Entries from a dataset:
• • •

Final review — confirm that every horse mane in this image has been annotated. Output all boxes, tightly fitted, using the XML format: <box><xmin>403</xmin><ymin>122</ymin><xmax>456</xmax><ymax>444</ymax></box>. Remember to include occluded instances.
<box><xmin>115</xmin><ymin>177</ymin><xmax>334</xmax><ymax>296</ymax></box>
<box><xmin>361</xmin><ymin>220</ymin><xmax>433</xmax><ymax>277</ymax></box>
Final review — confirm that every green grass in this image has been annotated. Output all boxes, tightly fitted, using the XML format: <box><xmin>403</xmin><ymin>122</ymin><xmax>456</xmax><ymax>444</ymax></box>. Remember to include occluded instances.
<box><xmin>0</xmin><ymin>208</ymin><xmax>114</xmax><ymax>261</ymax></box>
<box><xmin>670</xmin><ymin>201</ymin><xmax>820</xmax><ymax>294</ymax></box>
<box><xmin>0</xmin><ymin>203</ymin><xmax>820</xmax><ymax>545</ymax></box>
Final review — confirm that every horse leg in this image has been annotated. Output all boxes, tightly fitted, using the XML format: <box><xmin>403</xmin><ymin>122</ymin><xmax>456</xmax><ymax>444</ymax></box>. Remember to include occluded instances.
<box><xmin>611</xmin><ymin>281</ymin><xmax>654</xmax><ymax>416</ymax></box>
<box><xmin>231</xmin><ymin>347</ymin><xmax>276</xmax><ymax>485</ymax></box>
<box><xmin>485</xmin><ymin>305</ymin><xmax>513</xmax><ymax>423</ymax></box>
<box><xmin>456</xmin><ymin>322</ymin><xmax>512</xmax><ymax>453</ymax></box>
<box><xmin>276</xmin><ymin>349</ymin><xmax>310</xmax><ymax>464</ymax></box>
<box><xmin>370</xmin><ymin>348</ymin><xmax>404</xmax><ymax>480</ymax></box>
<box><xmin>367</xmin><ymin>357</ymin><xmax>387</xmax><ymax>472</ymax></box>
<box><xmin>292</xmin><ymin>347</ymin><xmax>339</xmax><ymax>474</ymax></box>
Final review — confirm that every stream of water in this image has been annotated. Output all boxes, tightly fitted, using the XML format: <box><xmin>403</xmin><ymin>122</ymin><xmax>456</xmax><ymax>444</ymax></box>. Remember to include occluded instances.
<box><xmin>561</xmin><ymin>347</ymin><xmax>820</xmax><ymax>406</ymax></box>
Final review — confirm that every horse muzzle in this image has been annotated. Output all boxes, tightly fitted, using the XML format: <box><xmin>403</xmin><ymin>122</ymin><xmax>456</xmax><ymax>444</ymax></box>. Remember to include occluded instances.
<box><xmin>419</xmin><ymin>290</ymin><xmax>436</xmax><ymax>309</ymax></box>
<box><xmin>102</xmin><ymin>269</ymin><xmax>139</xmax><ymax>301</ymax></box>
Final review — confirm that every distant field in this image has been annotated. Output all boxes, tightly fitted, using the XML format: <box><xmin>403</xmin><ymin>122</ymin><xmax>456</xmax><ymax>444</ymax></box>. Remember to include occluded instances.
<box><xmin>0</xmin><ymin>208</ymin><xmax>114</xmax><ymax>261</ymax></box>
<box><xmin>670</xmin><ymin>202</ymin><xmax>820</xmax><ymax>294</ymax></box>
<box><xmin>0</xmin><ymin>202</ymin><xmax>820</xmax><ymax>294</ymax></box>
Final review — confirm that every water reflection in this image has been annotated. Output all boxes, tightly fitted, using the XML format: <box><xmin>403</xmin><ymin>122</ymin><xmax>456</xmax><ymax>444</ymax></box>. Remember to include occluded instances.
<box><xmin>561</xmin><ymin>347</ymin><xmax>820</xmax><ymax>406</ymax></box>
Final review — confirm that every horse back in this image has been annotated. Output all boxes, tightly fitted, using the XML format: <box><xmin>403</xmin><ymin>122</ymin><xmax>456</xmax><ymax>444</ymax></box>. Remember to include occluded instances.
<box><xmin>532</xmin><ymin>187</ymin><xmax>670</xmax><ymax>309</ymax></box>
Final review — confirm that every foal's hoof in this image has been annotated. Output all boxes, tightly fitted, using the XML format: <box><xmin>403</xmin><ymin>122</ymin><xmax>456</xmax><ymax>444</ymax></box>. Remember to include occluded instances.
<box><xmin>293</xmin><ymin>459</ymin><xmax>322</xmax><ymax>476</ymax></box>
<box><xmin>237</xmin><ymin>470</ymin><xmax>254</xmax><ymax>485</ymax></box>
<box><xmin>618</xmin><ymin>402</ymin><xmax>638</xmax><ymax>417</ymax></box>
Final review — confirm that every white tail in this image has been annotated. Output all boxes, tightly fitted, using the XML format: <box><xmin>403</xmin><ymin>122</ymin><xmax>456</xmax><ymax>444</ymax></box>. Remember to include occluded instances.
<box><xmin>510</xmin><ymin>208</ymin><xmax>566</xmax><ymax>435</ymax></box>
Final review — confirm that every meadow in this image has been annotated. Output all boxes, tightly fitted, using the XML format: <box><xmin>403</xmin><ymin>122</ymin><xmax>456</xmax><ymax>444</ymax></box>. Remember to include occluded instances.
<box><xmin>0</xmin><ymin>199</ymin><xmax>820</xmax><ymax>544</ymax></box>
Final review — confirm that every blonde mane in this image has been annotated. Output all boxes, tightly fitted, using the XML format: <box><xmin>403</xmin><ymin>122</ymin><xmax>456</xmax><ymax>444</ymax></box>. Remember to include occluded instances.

• • •

Problem to work on: Count the lines above that contain the word "water" and give only the number.

Task result: 2